* START Extracted entries *
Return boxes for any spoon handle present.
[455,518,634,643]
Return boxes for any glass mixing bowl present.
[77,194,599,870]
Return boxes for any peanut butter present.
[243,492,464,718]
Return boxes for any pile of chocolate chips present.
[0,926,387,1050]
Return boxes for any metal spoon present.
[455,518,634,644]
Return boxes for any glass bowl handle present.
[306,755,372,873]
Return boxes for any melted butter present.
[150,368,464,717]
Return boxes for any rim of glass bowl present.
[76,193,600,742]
* END Extracted entries *
* START Extracted entries *
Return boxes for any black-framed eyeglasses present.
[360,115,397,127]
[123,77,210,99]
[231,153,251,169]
* END Extracted entries *
• [Your goal] Convert the material from the line containing "Return boxes for any spoon handle present." through the line containing "[455,518,634,644]" into a two-column CSV with the columns text and boxes. Each row should pair a text with its answer, with every field enclosed in quotation marks and any line breaks replaced by spaces.

• [Written reply]
text,boxes
"Return boxes for any spoon handle present.","[455,518,634,643]"
"Return boxes for any glass mixing bowl present.","[77,194,599,870]"
"Return boxes for any peanut butter present.","[243,492,464,718]"
"Return boxes for any pile of chocolate chips present.","[0,926,387,1050]"
"Return boxes for any metal spoon present.","[455,518,634,644]"